_Required tasks_:
1 > Answer these about the post on stack choices:
(a) What percentage of implementation does the post say models usually handle well?
(b) Which three factors does the post say still matter but are no longer the first filter?
(c) What does the tldr say to treat as a red flag?
2 > Quote the stretch of the post on stack choices from "part of my ai" through "with trust rails.".
3 > How would you put this sentence from the post on stack choices into Spanish: "models are usually good at the first 80% of implementation."

_Source_:

_ _ _ _ _ _ _

← Back to writing

stack choices in the agentic era

·5 min read

part of my ai coding workflow.

tldr

  • start with end-state constraints, not framework preference.
  • assume models get you 80% fast; protect the last 20% with type/context feedback.
  • if your stack cannot give agents strong language/tooling feedback, treat it as a red flag.
  • fewer manual line-by-line reviews can work, but only with trust rails.
  • choose stacks your human+ai system can ship safely and repeatedly, then optimize for comfort.

i watched an agent ship a fast fix that looked correct and still missed the real problem.

if you've read how i got here, you know i've repeated this failure mode enough times to stop treating it as a one-off.

in the agentic era, "what does the team like coding in?" is no longer the first stack question.

the first question is: what stack gives us the best ai throughput to ship the outcome we want, with a trust system we can defend?

the core issue is an 80/20 problem.

models are usually good at the first 80% of implementation.

the last 20% is where production bugs and expensive regressions hide:

  • subtle typing failures
  • framework lifecycle edge cases
  • weird sdk/build/runtime behavior

that 20% is exactly why stack choice needs to change.

the old stack question is wrong now

hiring pipeline, team familiarity, and ecosystem maturity still matter.

they're just not the first filter anymore.

_ _ _ _ _ _ _

Annotation data for object locations:
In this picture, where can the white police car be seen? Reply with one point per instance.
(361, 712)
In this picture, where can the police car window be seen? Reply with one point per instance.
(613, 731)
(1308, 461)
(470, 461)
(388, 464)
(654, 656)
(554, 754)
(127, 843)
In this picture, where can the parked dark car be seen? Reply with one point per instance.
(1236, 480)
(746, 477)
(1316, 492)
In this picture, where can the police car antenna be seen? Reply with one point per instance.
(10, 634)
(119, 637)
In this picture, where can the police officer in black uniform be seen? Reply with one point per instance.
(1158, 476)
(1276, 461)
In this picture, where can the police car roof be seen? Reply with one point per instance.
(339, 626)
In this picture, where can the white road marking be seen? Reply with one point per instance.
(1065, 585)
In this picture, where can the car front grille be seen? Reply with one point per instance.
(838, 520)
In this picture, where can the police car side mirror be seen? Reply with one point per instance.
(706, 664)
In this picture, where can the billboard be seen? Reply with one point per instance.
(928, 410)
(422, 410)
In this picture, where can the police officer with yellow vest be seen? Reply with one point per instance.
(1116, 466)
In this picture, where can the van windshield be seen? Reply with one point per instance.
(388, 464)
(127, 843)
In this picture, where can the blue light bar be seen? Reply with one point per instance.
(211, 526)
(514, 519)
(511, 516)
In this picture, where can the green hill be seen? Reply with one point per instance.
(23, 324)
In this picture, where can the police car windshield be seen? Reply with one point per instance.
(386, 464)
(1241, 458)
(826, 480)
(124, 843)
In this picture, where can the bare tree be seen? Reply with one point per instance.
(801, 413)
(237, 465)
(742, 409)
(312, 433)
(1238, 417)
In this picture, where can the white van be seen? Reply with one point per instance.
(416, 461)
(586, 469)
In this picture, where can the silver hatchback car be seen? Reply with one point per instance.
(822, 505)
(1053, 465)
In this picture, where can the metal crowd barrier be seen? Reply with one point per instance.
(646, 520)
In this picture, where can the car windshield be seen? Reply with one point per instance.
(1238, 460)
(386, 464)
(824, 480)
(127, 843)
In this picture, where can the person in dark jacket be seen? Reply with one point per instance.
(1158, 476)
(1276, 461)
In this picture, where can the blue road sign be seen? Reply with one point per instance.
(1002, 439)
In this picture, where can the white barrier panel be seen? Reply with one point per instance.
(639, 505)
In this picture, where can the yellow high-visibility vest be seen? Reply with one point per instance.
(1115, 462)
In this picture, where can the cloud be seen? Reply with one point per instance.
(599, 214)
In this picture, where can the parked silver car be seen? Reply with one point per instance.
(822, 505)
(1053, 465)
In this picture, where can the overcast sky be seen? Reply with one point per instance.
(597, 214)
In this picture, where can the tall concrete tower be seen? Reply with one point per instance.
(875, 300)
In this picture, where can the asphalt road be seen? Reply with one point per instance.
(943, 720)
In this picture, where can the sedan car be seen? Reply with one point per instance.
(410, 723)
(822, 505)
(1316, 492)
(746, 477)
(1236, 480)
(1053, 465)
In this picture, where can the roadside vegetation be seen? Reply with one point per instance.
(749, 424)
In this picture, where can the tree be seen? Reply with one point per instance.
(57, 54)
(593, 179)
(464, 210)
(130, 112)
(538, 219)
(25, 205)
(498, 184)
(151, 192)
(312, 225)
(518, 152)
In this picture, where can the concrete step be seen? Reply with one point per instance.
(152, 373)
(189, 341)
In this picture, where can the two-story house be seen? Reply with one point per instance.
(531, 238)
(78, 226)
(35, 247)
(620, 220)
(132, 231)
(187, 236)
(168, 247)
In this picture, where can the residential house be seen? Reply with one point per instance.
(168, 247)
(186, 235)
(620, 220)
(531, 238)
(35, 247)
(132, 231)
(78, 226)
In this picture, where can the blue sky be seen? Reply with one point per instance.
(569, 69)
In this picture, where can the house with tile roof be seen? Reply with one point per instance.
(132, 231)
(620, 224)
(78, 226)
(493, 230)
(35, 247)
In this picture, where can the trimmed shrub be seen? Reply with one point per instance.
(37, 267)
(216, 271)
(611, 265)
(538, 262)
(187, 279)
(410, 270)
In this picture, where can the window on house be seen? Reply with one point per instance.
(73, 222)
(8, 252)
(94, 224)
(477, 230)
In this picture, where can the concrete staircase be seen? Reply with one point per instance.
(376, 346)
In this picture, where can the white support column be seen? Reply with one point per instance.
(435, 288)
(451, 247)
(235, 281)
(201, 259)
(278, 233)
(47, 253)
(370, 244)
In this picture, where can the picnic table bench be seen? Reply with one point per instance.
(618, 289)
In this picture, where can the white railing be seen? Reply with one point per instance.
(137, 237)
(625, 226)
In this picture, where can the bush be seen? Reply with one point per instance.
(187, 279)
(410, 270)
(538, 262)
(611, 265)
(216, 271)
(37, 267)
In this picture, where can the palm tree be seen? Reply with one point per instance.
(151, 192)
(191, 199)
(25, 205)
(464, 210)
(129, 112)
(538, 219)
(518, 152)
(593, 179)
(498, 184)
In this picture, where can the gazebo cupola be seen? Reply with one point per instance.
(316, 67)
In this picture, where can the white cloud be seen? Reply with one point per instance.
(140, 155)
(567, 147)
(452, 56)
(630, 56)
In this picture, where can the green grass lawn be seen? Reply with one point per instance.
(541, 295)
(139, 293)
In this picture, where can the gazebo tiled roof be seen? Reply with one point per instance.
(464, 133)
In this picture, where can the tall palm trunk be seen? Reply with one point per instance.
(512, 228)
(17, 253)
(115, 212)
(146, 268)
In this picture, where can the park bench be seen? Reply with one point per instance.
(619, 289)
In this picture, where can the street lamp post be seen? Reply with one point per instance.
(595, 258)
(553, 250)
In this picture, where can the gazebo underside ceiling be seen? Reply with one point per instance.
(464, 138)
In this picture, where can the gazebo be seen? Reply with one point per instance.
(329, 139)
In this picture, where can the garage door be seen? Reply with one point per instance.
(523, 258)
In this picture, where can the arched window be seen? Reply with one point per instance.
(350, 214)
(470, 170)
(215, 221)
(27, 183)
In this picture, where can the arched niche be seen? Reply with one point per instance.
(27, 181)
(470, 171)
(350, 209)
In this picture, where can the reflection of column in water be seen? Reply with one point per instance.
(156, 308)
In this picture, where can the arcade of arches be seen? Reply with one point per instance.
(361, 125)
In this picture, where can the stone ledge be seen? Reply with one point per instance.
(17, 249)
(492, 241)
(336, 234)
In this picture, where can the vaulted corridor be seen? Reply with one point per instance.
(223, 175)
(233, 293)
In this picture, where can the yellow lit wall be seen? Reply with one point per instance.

_ _ _ _ _ _ _

_Problem solutions_:
1 >
(a) The first 80%.
(b) Hiring pipeline, team familiarity, and ecosystem maturity.
(c) A stack that cannot give agents strong language/tooling feedback.

2 >
part of my ai coding workflow.

tldr

  • start with end-state constraints, not framework preference.
  • assume models get you 80% fast; protect the last 20% with type/context feedback.
  • if your stack cannot give agents strong language/tooling feedback, treat it as a red flag.
  • fewer manual line-by-line reviews can work, but only with trust rails.

3 > los modelos suelen ser buenos en el primer 80 % de la implementación.